**TO BE DONE**
Recast every one of the rows below as a numbered list with blank lines dropped, and omit the pictures from your answer.

BEGIN MATERIAL SUPPLIED

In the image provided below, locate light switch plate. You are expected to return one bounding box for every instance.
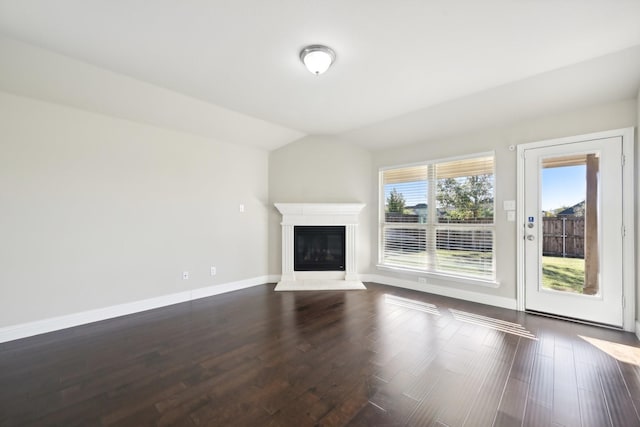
[502,200,516,211]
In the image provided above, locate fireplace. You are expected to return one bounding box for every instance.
[293,225,345,271]
[275,203,364,290]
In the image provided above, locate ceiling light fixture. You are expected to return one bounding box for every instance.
[300,44,336,76]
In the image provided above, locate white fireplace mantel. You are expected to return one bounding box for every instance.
[275,203,365,285]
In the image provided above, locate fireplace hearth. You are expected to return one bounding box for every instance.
[275,203,364,290]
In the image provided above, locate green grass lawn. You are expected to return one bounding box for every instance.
[542,256,584,294]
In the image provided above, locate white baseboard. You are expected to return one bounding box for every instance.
[0,276,272,343]
[360,274,517,310]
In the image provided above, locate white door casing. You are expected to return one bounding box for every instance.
[517,128,635,331]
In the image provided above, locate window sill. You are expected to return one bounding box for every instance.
[376,264,500,288]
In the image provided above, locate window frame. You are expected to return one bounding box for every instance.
[377,151,499,288]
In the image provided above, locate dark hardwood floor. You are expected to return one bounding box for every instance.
[0,284,640,427]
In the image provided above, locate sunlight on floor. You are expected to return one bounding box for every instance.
[384,294,440,316]
[449,308,538,341]
[578,335,640,366]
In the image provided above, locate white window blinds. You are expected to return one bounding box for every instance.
[380,155,495,280]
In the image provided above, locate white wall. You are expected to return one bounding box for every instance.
[269,136,376,274]
[0,92,268,327]
[369,99,638,301]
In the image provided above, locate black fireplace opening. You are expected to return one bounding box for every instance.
[293,225,345,271]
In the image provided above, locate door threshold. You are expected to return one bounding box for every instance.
[525,310,624,331]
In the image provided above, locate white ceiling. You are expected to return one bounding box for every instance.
[0,0,640,149]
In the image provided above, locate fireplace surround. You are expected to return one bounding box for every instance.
[275,203,365,290]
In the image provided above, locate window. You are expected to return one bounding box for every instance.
[379,154,495,281]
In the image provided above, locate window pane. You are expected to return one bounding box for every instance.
[436,157,494,224]
[380,156,495,280]
[384,176,429,224]
[383,227,428,268]
[436,227,494,279]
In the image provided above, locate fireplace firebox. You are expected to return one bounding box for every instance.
[293,225,345,271]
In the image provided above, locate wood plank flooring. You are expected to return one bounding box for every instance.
[0,283,640,427]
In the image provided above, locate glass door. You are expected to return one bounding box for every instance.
[523,138,623,326]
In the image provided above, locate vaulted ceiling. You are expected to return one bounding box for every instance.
[0,0,640,149]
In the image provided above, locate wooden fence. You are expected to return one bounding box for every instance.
[542,217,584,258]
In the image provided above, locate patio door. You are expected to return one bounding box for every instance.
[519,136,625,327]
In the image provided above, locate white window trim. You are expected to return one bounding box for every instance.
[376,151,500,288]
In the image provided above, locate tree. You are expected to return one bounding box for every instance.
[436,174,493,220]
[387,188,405,213]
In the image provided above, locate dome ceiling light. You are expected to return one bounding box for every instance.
[300,44,336,76]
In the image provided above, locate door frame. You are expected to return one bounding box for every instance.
[516,127,636,332]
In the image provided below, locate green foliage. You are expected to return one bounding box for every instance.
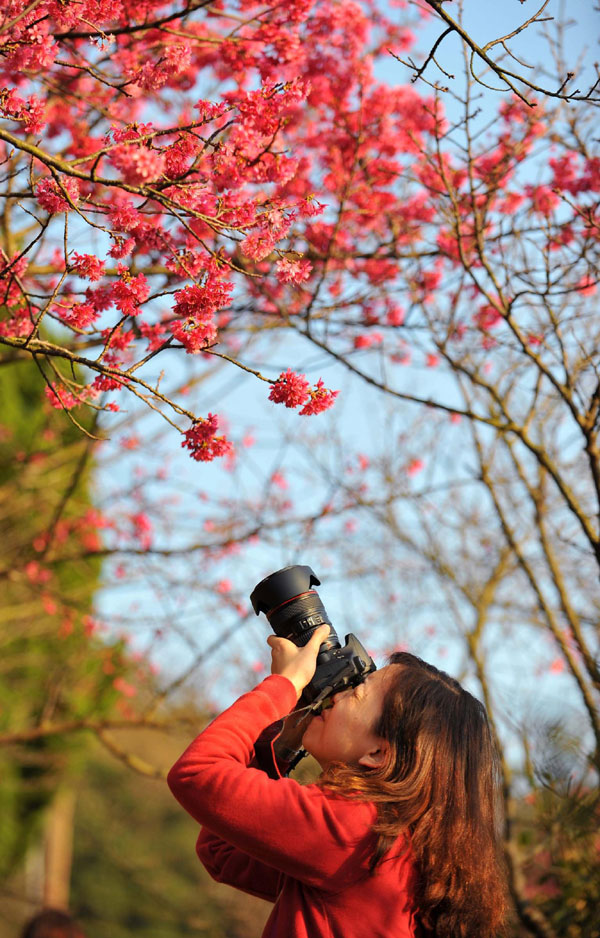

END MATERIAL SUPPLIED

**RESULT OF THIS EXERCISE**
1. In the image provided below, locate light switch plate. You are expected to return one bounding box for every instance.
2. [502,200,516,211]
3. In the image provided above, locate fireplace. You are expected to return one bounding box for every instance.
4. [293,225,345,271]
5. [275,203,364,290]
6. In the image provided above, locate ceiling light fixture. You are expected to return one bounding box for every instance.
7. [300,44,336,76]
8. In the image provided above, locate white fireplace mantel. You are expected to return one bounding box for every instance.
9. [275,203,365,285]
10. In the image provided above, locate fireplace hearth. You are expected to return one bounding box for every instance.
11. [275,203,364,290]
12. In the image provided above, locate green grass lawn. You are expected to return one bounding box for every instance.
13. [542,256,584,294]
14. In the image provided above, locate white baseboard. You are expected to return one bounding box for every instance.
15. [0,276,272,343]
16. [360,274,517,310]
17. In the image provided above, locate white door casing. You are expected to return one bounding box for every instance.
18. [517,128,635,331]
19. In the image provided above, locate window sill. You are expected to return one bounding box for every instance.
20. [376,264,500,288]
21. In the image provided above, locate window frame. You are expected to return one bounding box for every instance.
22. [377,151,499,288]
23. In the image provided above, locate dark hardwood floor. You are expected to return one bounding box for every instance.
24. [0,284,640,427]
25. In the image provided above, locate sunlight on floor. You are expected to return one bounding box for every instance.
26. [384,294,440,316]
27. [449,308,538,341]
28. [578,335,640,366]
29. In the image provided above, locate white window blinds. You are expected to return one bounding box for every instance.
30. [380,155,495,280]
31. In the image provided above, locate white wall. You are expected to return one bounding box for every instance.
32. [269,136,376,274]
33. [0,92,268,327]
34. [369,99,638,301]
35. In the image provided above, locate black fireplace opening. You are expected to return one bounding box for every instance.
36. [293,225,345,271]
37. In the image provided above, locate door threshold. You are expected to return one bounding box for every instance.
38. [525,310,624,331]
39. In the image provided above, locate white ceiling. You are expected to return one bounding box for every instance.
40. [0,0,640,149]
41. In the image provided above, locate fireplace surround. You are expected to return one bounding box for every instance.
42. [275,203,365,290]
43. In the image provided above, locate window. You are expected to return one bounding box for every instance.
44. [379,154,495,281]
45. In the image provided above, locate window pane. You are expected to return one bounding box for every instance.
46. [436,157,494,224]
47. [380,156,495,280]
48. [384,176,429,224]
49. [383,227,428,268]
50. [436,227,494,279]
51. In the image provided above, locate fireplace firebox. You are expected to return one bounding box for every instance.
52. [293,225,345,271]
53. In the image provided above, locate wood plank flooring. You are expected to return one bounding box for every instance.
54. [0,283,640,427]
55. In the image provided above, locate glass door. You are expected to return one bounding box for every instance.
56. [523,138,623,326]
57. In the image provided above, locate vaulted ceiling. You are expected to return one bounding box for every instance.
58. [0,0,640,149]
59. In the image provided above, locate wooden fence. You are expected to return one bounding box for every instance.
60. [542,217,584,258]
61. In the image provided above, locate patio door. You are expected to return one bounding box for every instance.
62. [519,136,625,327]
63. In the image provided above, locate white window trim. You are expected to return one bounding box for every instance.
64. [376,151,500,288]
65. In the image provided above, locate tree. You are expected to return one bounding box for every instance.
66. [436,174,493,220]
67. [387,188,405,213]
68. In the image provided above, locate dome ceiling light. You are expected to return one bounding box for every instance.
69. [300,44,336,76]
70. In the image provided above, locate door frame. You are expected to return one bounding box for every instance.
71. [516,127,636,332]
72. In the image provided below, locate green foliage. You are expected to return one bounding box for every instance.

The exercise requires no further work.